Task to complete – Switch every "photograph" in the listing below to "image" and leave all other text as it is. Omit the pictures from your version.

Extracted records
— start —

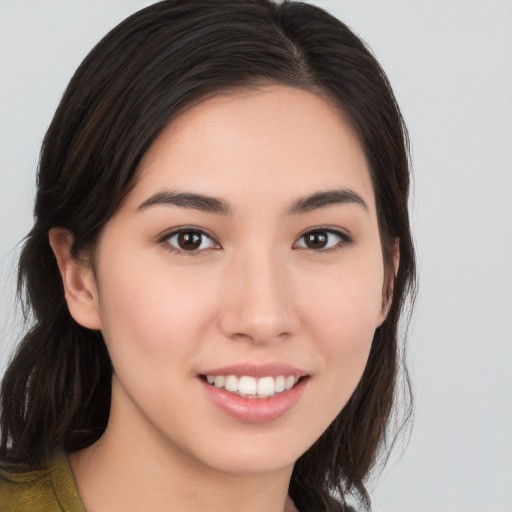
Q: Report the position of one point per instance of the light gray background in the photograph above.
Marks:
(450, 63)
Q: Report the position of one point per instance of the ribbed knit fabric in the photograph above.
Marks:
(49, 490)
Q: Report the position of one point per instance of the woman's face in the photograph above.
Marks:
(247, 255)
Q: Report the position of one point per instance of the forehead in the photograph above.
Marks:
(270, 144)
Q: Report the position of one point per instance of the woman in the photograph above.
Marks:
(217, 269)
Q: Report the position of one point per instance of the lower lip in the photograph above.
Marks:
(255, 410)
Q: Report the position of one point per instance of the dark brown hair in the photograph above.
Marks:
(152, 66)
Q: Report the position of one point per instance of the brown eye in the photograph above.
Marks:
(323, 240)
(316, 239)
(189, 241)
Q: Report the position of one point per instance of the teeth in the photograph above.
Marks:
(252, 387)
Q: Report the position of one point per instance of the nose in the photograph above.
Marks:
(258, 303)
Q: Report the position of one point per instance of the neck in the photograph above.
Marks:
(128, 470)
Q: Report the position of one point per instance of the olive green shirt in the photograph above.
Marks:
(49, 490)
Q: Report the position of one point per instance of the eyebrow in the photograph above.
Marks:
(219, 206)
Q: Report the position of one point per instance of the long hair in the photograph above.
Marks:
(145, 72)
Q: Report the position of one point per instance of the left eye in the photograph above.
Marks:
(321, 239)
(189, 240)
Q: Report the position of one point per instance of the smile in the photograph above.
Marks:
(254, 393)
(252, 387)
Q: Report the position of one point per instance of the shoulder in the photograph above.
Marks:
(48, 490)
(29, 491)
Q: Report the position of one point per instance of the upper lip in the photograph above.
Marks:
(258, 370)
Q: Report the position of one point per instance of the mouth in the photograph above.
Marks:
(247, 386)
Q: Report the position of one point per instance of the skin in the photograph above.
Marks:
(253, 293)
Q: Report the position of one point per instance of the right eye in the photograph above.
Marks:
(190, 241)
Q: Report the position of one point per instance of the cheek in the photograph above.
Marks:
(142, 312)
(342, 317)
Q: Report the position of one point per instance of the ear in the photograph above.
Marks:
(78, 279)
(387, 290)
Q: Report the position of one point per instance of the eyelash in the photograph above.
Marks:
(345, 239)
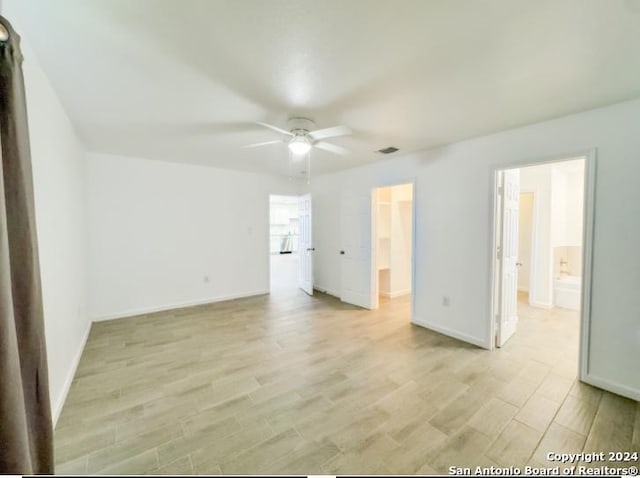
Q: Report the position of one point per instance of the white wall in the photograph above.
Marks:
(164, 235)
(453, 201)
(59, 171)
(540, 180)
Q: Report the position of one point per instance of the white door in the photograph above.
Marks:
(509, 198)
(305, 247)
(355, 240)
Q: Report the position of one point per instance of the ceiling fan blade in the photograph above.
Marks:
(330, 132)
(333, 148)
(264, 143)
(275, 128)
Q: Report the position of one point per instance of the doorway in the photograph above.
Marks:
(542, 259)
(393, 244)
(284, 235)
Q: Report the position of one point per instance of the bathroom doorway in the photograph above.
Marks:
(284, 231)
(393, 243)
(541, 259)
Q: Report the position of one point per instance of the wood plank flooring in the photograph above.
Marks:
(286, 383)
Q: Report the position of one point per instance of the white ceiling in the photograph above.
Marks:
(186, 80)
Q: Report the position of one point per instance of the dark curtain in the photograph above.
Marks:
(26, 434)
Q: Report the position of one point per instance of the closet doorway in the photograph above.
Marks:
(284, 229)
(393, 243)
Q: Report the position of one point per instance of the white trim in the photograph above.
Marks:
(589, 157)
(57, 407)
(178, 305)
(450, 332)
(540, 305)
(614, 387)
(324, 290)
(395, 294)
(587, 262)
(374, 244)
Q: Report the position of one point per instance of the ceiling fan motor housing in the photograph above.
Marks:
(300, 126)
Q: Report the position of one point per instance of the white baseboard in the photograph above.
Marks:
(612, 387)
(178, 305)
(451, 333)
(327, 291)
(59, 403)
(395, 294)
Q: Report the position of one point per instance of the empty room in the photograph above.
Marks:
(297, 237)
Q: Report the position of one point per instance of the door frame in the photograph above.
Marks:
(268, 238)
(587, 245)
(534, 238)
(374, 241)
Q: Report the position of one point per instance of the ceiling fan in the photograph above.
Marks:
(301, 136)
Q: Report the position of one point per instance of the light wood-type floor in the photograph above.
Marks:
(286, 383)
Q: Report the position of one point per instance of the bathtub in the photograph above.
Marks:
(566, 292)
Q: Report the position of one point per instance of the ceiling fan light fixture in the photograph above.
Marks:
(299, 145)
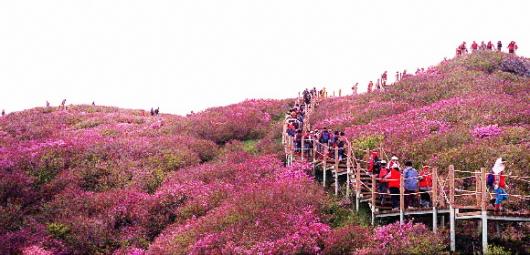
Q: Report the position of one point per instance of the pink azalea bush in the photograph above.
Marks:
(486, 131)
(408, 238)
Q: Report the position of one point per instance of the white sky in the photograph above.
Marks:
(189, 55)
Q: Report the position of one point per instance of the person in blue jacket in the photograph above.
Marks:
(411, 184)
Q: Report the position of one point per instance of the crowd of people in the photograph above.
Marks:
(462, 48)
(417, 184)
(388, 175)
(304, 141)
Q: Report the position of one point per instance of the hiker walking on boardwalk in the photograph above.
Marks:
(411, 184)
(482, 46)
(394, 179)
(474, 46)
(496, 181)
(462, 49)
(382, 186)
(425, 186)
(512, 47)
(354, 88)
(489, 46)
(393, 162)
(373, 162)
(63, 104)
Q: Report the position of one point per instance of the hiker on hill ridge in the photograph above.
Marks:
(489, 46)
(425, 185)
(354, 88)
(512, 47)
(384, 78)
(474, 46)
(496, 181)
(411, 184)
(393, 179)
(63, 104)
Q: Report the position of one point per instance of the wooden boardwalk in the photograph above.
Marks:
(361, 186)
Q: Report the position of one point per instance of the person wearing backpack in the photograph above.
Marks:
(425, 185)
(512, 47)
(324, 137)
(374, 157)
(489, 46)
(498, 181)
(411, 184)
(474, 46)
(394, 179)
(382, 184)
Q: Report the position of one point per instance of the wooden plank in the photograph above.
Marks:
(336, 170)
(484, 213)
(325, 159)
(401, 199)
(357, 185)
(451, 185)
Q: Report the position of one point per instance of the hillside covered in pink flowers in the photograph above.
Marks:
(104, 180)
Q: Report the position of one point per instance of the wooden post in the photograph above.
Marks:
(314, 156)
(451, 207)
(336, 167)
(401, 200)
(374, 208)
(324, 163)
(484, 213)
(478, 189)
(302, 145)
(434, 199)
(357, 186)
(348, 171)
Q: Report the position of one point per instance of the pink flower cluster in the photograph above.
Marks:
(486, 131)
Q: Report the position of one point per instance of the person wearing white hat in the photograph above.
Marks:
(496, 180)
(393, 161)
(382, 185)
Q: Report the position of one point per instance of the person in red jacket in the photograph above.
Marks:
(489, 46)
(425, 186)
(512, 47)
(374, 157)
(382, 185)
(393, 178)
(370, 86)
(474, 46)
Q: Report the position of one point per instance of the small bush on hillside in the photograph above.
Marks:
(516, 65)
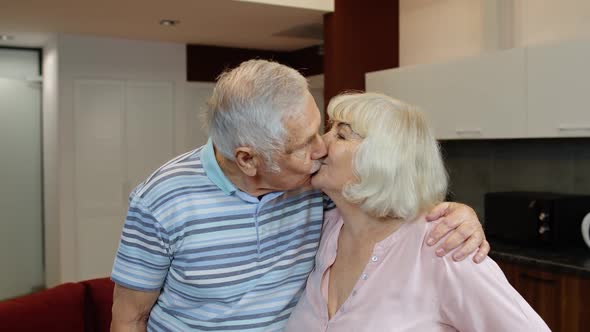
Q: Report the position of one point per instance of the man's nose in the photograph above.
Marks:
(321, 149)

— end —

Expected output –
Q: Report the position of one point per instance of the light gray background in the image above.
Marks:
(450, 63)
Q: Report the position of one point per instance of the ribbed knit fabric in the image above.
Marks:
(49, 490)
Q: Report the position of one point per instance of the woman's face in the image above.
Marks:
(247, 255)
Q: Report the position of one point per instance of the forehead in the image above.
Marks:
(270, 144)
Q: Report the position of one point per instance of the woman in the image above.
Marks:
(217, 269)
Q: Report the position of one point per instance of the lower lip in the image above.
Marks:
(255, 410)
Q: Report the position of one point per instance of the dark brown hair in the image above.
Marks:
(152, 66)
Q: Report the position of one point per instance of the brown eye in the image above.
Marks:
(323, 240)
(316, 239)
(189, 241)
Q: Report the position of one point per instance of the teeth in the image above.
Marks:
(252, 387)
Q: Report the position of one point per instance of the nose in the image above.
Marks:
(258, 303)
Q: Report the position of one point per instance of the neck in the image above.
Marks:
(128, 470)
Q: Report the position of one point per instance of the olive green shirt in the image above.
Marks:
(49, 490)
Q: Report the position of one point per instance of the eyebrow in the image above.
Marks:
(219, 206)
Q: Report the position of one point per instance of the long hair in the image above.
Marks:
(145, 72)
Q: Report the position of one point per instance of the left eye in the image above.
Marks:
(321, 239)
(189, 240)
Q: Report the position of one point per instance of the smile in the image above.
Marks:
(254, 393)
(252, 387)
Q: Report the position of one point per instance of the shoulder in the image above.
Marks:
(48, 490)
(29, 491)
Q: Report the position of one point per instance of the upper lip in the image above.
Marks:
(258, 370)
Q: Report the position of one point per instance of the mouth in the image above.
Marks:
(247, 386)
Q: Report the position of one point per instance of the skin in the image above.
Marks:
(253, 293)
Q: Report the position of one point per instance of the right eye in the image above.
Marks:
(190, 241)
Q: Report the position of one point per instance of the cheek in the image above.
Marks:
(142, 312)
(342, 317)
Q: Report the position of one point per instance of the ear in the image above.
Marks:
(78, 279)
(387, 290)
Q: Report the position of one point per instance of the eyelash in the image above.
Marks:
(345, 239)
Q: Report the position of one point per instance of the white wall in the image above.
Marks:
(164, 235)
(453, 201)
(59, 171)
(540, 180)
Q: Report the position of one point per instance of the white door in the image above.
Marks:
(509, 198)
(305, 247)
(355, 240)
Q: Report the position of one point per instance of the ceiling fan blade in the image above.
Marks:
(330, 132)
(333, 148)
(264, 143)
(275, 128)
Q: Report the position of one point per instance of the doorway in the image above.
Marks:
(542, 259)
(393, 244)
(284, 235)
Q: Report the position of one point per instance of the bathroom doorway in the image above.
Marks:
(284, 231)
(393, 243)
(541, 259)
Q: Report the position of one point per instance of the wood plank flooring in the image above.
Marks:
(286, 383)
Q: Report the position of one point per instance of the white ceiling in the image above.
Marks:
(186, 80)
Q: Report the position of one point per instance of the dark curtain in the image above.
Marks:
(26, 434)
Q: Report the position of one point per instance of the closet doorway in the image above.
Marks:
(284, 229)
(393, 243)
Q: Report the position of one point per instance of the white trim in the image above.
Marks:
(589, 157)
(57, 407)
(178, 305)
(450, 332)
(540, 305)
(614, 387)
(324, 290)
(395, 294)
(587, 262)
(374, 244)
Q: Report the position of one point per instance of the ceiling fan motor housing in the image above.
Marks:
(300, 126)
Q: Report the position of one point per instance of the white baseboard in the image above.
Marks:
(612, 387)
(178, 305)
(451, 333)
(327, 291)
(59, 403)
(395, 294)
Q: Report the position of one point per instance of the empty room in the image above.
Marks:
(297, 237)
Q: Report the position of one point per instance of the door frame in the image above.
Marks:
(268, 238)
(587, 245)
(534, 238)
(374, 241)
Q: Report the position of one point per instance of the ceiling fan in the image above.
Marks:
(301, 136)
Q: Report the position of one point per instance of the light wood-type floor in the image above.
Marks:
(286, 383)
Q: Report the position of one point per instance of the bathtub in the image above.
Marks:
(566, 292)
Q: Report the position of one point per instance of the ceiling fan light fixture in the image above.
Marks:
(299, 145)
Q: Report the position of one point per instance of the pink azalea bush in the image above.
Marks:
(486, 131)
(408, 238)
Q: Report the position of one point per instance of the white sky in the image above.
Marks:
(189, 55)
Q: Report the position of one point per instance of the person in blue jacket in the image above.
Marks:
(411, 184)
Q: Report the position of one point per instance of the crowd of people in the image above.
Marks:
(462, 48)
(417, 184)
(388, 175)
(304, 141)
Q: Report the position of one point per instance of the hiker walking on boardwalk in the image above.
Marks:
(411, 184)
(482, 46)
(394, 179)
(474, 46)
(496, 181)
(462, 49)
(382, 186)
(425, 186)
(512, 47)
(354, 88)
(489, 46)
(393, 162)
(373, 162)
(63, 104)
Q: Report the position of one point per instance of the hiker on hill ridge in the image above.
Marks:
(489, 46)
(425, 185)
(354, 88)
(512, 47)
(384, 78)
(474, 46)
(496, 181)
(411, 184)
(393, 179)
(63, 104)
Q: Report the position of one point per instance of the wooden boardwalk in the image above.
Marks:
(361, 186)
Q: Report the position of one point per instance of the person wearing backpack in the image above.
Marks:
(425, 185)
(512, 47)
(324, 137)
(374, 157)
(489, 46)
(498, 181)
(411, 184)
(474, 46)
(394, 179)
(382, 184)
Q: Report the position of one point per instance of the wooden plank in the image above.
Marks:
(336, 170)
(484, 213)
(325, 159)
(401, 199)
(357, 185)
(451, 185)
Q: Report the position of one point per instance of the hillside covered in pink flowers in the image above.
Marks:
(104, 180)
Q: Report the position of one point per instance of the wooden post in the image above.
Marks:
(314, 156)
(451, 207)
(336, 167)
(401, 200)
(374, 208)
(324, 163)
(484, 213)
(478, 189)
(302, 145)
(434, 199)
(357, 186)
(348, 171)
Q: Report the position of one point per instance of the pink flower cluster in the image above.
Marks:
(486, 131)
Q: Report the position of one point per instance of the person wearing white hat in the image above.
Marks:
(496, 180)
(393, 161)
(382, 185)
Q: Report the position of one point per instance of the person in red jacket in the image above.
Marks:
(489, 46)
(425, 186)
(512, 47)
(374, 157)
(382, 185)
(393, 178)
(370, 86)
(474, 46)
Q: Report the position of one point per instance of the small bush on hillside in the image above.
Marks:
(516, 65)
Q: Report the position of one point per instance of the man's nose in the image above.
Marks:
(321, 149)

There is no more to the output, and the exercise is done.